| DIRECTION |
Repeat, line for line and unchanged, the part of the records that opens with the line containing "the form [897,514]." and runs through the end of the records.

| Dataset items |

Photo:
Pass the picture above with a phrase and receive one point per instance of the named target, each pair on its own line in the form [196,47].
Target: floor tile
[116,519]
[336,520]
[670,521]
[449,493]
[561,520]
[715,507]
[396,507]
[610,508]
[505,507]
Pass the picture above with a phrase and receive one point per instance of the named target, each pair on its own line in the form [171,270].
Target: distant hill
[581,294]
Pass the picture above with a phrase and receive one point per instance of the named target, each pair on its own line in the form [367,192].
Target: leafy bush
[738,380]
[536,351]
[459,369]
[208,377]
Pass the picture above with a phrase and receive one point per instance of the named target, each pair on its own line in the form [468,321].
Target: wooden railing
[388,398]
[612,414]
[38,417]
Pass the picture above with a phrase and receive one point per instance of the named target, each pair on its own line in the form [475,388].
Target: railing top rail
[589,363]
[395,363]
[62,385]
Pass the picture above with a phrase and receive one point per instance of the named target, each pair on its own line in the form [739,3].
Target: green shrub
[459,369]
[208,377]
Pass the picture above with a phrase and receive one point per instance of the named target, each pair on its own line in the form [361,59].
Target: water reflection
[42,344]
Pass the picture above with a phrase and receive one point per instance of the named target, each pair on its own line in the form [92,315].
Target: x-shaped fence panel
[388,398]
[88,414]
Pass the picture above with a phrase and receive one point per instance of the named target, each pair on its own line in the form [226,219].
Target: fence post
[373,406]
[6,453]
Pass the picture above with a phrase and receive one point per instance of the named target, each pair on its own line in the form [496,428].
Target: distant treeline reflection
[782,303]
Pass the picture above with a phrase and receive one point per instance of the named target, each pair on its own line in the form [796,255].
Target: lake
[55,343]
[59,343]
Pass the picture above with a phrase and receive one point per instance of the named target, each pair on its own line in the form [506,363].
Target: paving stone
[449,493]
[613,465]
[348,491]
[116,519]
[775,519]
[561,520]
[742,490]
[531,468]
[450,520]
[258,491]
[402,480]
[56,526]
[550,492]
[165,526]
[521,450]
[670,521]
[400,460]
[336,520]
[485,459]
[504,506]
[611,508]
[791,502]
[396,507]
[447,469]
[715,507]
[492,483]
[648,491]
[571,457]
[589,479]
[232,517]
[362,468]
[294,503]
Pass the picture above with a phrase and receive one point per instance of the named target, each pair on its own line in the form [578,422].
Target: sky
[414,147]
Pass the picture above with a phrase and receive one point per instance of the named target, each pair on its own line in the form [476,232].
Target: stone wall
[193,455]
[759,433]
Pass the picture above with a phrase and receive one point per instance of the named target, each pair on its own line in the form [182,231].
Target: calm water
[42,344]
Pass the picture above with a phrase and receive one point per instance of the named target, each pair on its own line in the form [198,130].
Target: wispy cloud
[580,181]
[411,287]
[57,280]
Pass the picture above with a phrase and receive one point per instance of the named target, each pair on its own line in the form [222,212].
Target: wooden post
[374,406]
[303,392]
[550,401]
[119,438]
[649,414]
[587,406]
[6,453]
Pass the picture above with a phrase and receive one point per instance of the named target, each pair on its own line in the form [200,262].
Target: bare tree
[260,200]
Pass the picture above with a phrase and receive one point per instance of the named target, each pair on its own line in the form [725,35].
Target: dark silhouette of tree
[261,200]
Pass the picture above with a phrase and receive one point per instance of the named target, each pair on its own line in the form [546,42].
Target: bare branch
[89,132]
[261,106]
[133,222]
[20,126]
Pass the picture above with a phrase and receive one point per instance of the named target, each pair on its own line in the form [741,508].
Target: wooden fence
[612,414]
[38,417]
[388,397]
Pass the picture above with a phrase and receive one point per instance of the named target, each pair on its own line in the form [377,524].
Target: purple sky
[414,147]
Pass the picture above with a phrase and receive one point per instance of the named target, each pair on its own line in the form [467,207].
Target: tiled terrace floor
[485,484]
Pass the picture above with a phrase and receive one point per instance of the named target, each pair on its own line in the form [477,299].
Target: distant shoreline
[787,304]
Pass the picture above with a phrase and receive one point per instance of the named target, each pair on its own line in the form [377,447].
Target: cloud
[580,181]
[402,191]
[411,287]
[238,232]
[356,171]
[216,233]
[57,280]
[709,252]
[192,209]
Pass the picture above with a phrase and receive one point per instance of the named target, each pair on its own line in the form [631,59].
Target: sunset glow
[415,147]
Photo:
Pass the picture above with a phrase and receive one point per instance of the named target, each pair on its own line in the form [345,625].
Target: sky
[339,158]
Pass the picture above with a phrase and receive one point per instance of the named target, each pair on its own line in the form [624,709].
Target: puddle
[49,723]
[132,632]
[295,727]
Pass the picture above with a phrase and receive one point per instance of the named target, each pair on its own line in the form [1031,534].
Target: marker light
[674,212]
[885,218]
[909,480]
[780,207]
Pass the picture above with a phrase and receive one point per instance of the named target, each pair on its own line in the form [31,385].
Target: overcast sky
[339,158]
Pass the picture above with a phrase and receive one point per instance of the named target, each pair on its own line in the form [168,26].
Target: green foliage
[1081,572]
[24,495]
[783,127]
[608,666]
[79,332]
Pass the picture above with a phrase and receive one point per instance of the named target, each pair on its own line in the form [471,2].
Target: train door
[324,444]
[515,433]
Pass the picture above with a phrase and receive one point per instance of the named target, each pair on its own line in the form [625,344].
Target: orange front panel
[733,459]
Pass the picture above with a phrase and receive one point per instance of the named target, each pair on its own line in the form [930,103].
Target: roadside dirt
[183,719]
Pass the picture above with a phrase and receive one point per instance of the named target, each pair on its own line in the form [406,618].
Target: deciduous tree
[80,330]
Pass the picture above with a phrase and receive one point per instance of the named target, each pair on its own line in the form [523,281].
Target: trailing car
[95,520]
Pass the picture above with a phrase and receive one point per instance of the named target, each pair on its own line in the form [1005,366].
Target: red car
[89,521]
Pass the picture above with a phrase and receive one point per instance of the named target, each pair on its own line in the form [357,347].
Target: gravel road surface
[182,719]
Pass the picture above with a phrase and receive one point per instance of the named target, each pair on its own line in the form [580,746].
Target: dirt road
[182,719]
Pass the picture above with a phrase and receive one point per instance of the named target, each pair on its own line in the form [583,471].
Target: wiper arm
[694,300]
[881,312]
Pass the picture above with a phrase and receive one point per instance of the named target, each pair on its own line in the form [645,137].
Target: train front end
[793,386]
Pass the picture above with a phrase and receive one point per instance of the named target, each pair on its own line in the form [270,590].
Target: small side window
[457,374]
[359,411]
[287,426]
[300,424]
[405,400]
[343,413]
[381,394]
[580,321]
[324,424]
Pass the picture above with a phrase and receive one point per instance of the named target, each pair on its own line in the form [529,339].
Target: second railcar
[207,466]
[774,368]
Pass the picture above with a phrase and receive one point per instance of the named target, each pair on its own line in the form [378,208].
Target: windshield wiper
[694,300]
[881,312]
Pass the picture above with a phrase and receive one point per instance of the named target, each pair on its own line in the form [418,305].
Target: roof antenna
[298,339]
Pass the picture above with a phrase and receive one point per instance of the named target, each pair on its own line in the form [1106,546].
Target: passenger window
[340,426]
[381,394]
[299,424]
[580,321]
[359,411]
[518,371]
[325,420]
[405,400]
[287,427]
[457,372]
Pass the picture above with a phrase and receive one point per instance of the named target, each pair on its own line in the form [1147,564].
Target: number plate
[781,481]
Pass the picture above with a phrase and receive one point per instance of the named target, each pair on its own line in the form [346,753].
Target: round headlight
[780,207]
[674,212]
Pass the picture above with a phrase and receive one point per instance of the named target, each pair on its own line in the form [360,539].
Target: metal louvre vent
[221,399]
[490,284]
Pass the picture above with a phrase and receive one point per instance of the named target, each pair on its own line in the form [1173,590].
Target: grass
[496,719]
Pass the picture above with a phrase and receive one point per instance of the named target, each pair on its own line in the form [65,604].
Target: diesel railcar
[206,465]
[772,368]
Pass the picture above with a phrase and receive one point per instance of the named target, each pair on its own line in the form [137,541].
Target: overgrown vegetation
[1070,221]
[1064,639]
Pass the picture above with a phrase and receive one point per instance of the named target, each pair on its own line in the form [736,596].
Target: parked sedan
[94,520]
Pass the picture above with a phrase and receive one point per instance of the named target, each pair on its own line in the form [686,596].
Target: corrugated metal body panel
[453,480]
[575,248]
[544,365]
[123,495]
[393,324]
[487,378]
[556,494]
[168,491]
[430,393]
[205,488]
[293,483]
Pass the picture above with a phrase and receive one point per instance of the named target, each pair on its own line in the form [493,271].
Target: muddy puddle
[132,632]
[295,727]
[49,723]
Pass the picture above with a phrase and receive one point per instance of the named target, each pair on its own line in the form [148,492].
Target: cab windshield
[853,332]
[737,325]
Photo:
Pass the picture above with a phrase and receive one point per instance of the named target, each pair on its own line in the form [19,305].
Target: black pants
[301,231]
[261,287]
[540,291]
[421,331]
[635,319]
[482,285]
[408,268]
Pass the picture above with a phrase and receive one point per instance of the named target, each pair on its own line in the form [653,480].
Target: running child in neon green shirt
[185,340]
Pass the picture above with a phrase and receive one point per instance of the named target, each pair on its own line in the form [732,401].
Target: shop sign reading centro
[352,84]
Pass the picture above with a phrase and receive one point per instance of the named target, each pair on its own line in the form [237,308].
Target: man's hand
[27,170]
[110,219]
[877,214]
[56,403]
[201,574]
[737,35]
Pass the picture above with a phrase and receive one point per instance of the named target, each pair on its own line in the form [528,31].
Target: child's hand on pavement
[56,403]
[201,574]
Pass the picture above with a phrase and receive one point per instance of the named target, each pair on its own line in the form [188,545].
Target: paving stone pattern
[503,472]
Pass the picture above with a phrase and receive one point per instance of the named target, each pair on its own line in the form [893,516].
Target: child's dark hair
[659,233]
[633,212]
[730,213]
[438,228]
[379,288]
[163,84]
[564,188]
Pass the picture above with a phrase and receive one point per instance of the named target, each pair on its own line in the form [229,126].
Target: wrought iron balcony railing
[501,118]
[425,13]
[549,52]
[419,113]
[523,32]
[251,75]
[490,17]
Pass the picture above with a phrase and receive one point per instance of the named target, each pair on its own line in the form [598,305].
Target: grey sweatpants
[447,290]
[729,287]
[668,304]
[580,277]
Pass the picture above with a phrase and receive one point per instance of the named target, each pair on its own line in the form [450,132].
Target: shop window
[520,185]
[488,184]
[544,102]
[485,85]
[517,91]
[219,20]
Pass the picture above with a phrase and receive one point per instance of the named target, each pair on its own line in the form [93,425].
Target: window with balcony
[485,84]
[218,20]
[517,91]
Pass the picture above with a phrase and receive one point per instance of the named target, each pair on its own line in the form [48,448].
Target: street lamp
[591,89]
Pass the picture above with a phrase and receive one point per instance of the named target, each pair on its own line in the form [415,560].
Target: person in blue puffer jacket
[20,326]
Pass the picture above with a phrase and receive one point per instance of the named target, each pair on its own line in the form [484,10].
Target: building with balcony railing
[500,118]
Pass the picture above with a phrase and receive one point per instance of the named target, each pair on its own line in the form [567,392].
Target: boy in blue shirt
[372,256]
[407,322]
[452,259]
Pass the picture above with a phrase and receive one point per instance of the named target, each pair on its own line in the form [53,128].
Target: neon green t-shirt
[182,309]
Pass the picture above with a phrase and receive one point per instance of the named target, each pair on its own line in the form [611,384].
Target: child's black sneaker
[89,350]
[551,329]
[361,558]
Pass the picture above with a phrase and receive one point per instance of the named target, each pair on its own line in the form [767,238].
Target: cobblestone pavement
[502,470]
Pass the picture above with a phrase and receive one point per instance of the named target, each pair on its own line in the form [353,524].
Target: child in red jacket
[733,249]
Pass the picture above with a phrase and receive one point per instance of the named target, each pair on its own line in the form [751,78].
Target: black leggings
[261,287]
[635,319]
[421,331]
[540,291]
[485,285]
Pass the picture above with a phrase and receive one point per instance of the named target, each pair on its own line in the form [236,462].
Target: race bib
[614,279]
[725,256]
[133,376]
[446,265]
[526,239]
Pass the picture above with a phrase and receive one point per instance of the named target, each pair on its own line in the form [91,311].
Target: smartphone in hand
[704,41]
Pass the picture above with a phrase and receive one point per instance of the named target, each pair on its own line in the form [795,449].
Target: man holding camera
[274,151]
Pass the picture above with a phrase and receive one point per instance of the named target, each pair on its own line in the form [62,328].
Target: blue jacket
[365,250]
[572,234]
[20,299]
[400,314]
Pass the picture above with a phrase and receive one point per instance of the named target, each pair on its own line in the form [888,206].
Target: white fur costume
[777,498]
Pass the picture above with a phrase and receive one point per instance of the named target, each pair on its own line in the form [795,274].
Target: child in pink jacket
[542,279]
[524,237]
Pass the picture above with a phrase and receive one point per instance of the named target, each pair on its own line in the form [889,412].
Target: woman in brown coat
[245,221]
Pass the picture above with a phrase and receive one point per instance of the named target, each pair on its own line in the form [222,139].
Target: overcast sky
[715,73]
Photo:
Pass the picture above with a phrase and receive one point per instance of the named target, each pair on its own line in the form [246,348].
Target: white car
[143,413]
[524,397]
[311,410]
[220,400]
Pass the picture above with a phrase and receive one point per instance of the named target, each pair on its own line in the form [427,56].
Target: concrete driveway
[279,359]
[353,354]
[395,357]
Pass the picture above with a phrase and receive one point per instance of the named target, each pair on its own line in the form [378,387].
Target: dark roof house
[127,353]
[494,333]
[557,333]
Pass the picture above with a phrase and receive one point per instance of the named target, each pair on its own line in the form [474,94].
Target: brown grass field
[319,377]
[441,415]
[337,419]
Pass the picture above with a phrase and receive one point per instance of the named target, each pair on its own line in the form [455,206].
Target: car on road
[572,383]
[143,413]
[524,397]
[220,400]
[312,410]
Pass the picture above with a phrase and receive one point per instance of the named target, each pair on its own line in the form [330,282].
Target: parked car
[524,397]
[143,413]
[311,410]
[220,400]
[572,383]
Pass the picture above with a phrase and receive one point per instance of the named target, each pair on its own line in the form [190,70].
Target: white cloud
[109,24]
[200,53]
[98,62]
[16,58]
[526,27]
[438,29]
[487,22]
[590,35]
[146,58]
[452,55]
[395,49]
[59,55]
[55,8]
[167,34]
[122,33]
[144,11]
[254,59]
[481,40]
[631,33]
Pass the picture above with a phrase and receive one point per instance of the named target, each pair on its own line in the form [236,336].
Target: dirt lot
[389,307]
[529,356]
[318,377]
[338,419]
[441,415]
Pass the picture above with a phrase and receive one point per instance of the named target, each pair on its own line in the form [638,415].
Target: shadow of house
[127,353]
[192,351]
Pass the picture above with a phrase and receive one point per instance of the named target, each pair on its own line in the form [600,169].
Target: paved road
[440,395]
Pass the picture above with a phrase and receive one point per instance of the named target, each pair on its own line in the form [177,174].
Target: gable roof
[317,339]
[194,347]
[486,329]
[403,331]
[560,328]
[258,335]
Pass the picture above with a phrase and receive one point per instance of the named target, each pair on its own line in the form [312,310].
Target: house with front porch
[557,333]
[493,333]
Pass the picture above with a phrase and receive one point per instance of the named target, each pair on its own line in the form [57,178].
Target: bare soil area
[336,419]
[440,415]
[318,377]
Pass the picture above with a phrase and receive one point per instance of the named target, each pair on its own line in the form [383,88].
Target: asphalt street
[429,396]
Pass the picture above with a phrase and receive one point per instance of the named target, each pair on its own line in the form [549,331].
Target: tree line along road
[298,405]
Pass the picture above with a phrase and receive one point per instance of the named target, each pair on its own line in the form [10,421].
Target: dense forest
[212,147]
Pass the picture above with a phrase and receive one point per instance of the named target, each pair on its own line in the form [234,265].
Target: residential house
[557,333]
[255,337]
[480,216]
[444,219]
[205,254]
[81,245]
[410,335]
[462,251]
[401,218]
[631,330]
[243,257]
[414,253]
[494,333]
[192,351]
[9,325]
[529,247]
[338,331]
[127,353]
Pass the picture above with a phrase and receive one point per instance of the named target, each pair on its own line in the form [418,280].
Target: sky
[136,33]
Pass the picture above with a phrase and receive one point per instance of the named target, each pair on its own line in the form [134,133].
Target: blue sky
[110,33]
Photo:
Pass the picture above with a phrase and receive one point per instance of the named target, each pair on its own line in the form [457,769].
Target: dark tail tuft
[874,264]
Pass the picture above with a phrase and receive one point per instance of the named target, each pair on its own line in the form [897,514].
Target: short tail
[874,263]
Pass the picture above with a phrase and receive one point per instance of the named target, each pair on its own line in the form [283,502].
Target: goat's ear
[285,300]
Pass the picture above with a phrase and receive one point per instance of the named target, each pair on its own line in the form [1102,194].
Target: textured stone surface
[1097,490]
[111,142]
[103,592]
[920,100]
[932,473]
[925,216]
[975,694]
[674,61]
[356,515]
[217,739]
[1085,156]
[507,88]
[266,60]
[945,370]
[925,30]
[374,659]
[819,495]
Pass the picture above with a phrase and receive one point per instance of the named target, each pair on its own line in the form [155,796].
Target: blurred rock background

| RESULT |
Pass the picture above with a phrase and receive one point per instance of the named target, each pair on its own line in the form [897,514].
Target: short tail
[874,263]
Pass the picture above with a phrase and receive one point per instance of the named target, each pair on its own line in the form [283,502].
Target: goat's ear
[285,300]
Pass the picture above with a phrase and receive one point per instance of the named target, each pair on its own line in the form [1102,194].
Target: textured stone surface
[1097,490]
[111,142]
[103,592]
[920,100]
[932,473]
[925,216]
[975,694]
[674,61]
[356,515]
[217,739]
[1085,156]
[507,88]
[266,60]
[945,370]
[925,30]
[374,659]
[819,495]
Pass the picture above with a phrase and receive one point per instance of the named target, each pair on its own line in the form [155,796].
Target: blurred rock background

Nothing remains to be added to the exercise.